文書抜粋:
この際、前記各アンテナパターンからRFIDリーダライタへのリード線引き出し位置が、いずれかの支持脚に最も近接している位置に定めることがよい。
【0010】
本発明の別の態様は、
光透過性を有する、板状に形成されたガラス基板と、
そのガラス基板のそれぞれの面に少なくとも一つずつ設けられている、光透過性を有するループ状の導電性薄膜からなるアンテナパターンと、
前記ガラス基板の厚み方向に相対向するアンテナパターンの間において、そのガラス基板のほぼ全面にわたって設けられた電波シールド層と、
を備えていることを特徴とするRFID用アンテナ装置である。
【0011】
前記電波シールド層は、前記アンテナパターンと同一の導電性薄膜によって形成することができる。
前記ガラス基板を、2枚の板ガラス材の間に導電性薄膜を挟み込んでなる合わせガラス構造とし、当該導電性薄膜によって前記電波シールド層を構成することができる。
【発明の効果】
【0012】
前記本発明の一態様によるRFID用アンテナ装置によれば、ガラス基板上のアンテナパターンが目立たないために用途が広がるだけでなく、RFIDタグを取り付けた物品をガラス基板上のどの位置に置くかによってRFIDタグの情報を読み取るアンテナを異ならせることができるので、RFIDタグに格納されたタグIDに加えてガラス基板上の位置情報も加味した情報に基づいて種々の情報処理を行わせることができる。各アンテナパターンの領域の面積に互いに異なるものがあるように設定すれば、アンテナパターンによって情報読み取り感度を変えることができる。さらに前記各アンテナパターンに沿って隣接するように、少なくとも一重のループ状導電膜パターンを形成すれば、当該アンテナパターンの受信感度を高めることができる。またアンテナパターン設置面の反対側に導電性薄膜による電波シールド層を設ければ、意図しない方向からアンテナパターンに入射するノイズの受信を防止することができる。

提供データ:
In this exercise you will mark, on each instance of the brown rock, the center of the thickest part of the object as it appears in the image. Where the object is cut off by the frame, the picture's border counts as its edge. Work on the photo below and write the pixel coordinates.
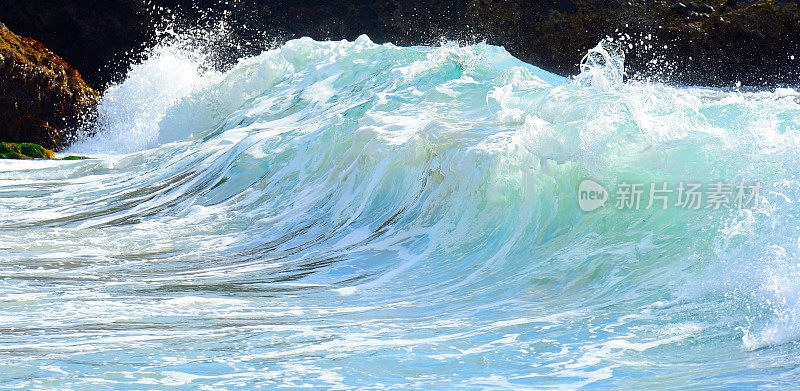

作業内容:
RFID用アンテナ装置の文書抜粋を、最後の文の後から続けて書き進めよ。 このデータは別の出典から取ったものである。

出力結果:
【0013】
また、前記本発明の別の態様によるガラス板材を利用した家具では、RFIDタグが取り付けられた物品を同一のガラス天板や棚板上のどこに置くかに応じて異なる情報処理を行わせることができる。前記各アンテナパターンからのリード線引き出し位置を、いずれかの支持脚に最も近接している位置に定めれば、リード線が目立たず意匠効果が高まる。
【0014】
さらに本発明の他の態様によれば、ガラス基板の両面に設けられたアンテナパターンが両パターンの間に介在する電波シールド層によって隔てられているので、それぞれのアンテナパターンの側から入射するタグIDをのせた電波をそれぞれの側で独立して受信してそれに基づく情報処理を行うことができる。
【発明を実施するための最良の形態】
【0015】
以下、本発明をその実施形態に即して添付図面を参照しつつ説明する。
【0016】
《RFID用アンテナ装置》
本発明の一実施形態に係るRFID用アンテナ装置の平面図を図1Aに、その部分断面図を図1Bに示す。このRFID用アンテナ装置(以下「アンテナ装置」と略称する。)10は使用周波数13.56MHz用に構成されたものであって、330mm角のガラス基板20上に4つのアンテナパターンを形成してある。すなわちガラス基板20は、図中に破線で示すように、平面で見て4つの均等な領域20a〜20dに分割され、それぞれの領域20a〜20dの境界に沿うようにしてアンテナパターンPが形成されている。
【0017】
アンテナパターンPを形成するにあたっては、まずガラス基板20の片面のほぼ全面に導電膜(図示せず)を形成する。そして所要のパターン形状が得られるようにマスキングをした状態でブラストをかけたり薬品処理したりすることでアンテナパターンPの形状に導電膜を残して残余の部分を脱膜する。この導電膜は例えば特開2006−169088に開示されているものであって、ITO、酸化スズ等の金属酸化物等が好適で、その膜厚は1μm以下として光透過性を持たせている。上記アンテナパターン導電膜が形成されたガラス基板20に対して0.3〜2mm程度の厚さの中間膜(図示せず)を接着すれば、ブラストのときに生成されたガラス基板20上の凹凸が中間膜によって埋められてほぼ透明となる。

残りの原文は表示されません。